■ Written request:
Write out the listing below again, precisely as it is given.

■ Records to use:
--
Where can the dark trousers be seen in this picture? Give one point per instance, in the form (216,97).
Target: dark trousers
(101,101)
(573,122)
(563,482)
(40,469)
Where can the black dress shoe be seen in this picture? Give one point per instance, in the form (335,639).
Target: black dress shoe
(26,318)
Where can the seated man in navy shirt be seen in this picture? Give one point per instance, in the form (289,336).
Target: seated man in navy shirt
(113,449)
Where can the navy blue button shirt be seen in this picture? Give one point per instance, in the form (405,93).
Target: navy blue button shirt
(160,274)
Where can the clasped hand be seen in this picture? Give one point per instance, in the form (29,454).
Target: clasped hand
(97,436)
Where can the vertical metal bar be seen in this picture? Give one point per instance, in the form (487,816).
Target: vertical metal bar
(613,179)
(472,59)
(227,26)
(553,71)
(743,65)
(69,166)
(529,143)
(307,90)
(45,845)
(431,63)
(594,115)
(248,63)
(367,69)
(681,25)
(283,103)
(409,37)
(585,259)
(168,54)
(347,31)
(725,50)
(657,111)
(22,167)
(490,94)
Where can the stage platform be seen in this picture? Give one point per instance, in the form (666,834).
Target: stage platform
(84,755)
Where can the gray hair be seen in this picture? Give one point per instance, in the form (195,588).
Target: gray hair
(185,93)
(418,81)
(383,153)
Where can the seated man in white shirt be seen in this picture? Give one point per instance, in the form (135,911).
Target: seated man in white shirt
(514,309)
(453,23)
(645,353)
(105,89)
--
■ Solution to this task:
Where can the dark trousers be seen in this picture? Give one point per instance, in the form (216,97).
Target: dark trousers
(101,101)
(573,122)
(563,482)
(40,469)
Where can the black dress shoe be seen in this picture? Give one point per instance, in the form (335,639).
Target: black dress shoe
(26,318)
Where can the seated man in navy shirt be seen in this picture? Give one point per instance, in the form (289,336).
Target: seated man in navy shirt
(113,449)
Where can the navy blue button shirt be seen in this picture? Give one point per instance, in the form (405,93).
Target: navy blue button shirt
(160,274)
Where can the clasped hand be seen in this picture? Give one point per instance, in the form (29,454).
Target: clasped hand
(97,436)
Where can the vertical metal bar be seen in this picture? Give one point per instance, in the form (487,816).
Target: vertical metal bar
(613,179)
(472,59)
(227,26)
(553,71)
(743,65)
(69,166)
(529,143)
(307,90)
(45,845)
(431,63)
(594,115)
(248,63)
(367,69)
(681,25)
(283,103)
(409,37)
(585,259)
(168,54)
(347,31)
(725,50)
(657,111)
(22,167)
(490,94)
Where can the stage platform be seen in this picture? Give one point per instance, in the form (666,834).
Target: stage platform
(84,755)
Where can the gray hair be seen in this picture? Give one point per instance, in the form (195,588).
Target: gray hair
(185,93)
(418,81)
(383,153)
Where can the seated man in white shirt be seen in this picture? Give one point per instance, in the form (135,911).
Target: seated man in white shirt
(514,309)
(453,23)
(645,353)
(105,89)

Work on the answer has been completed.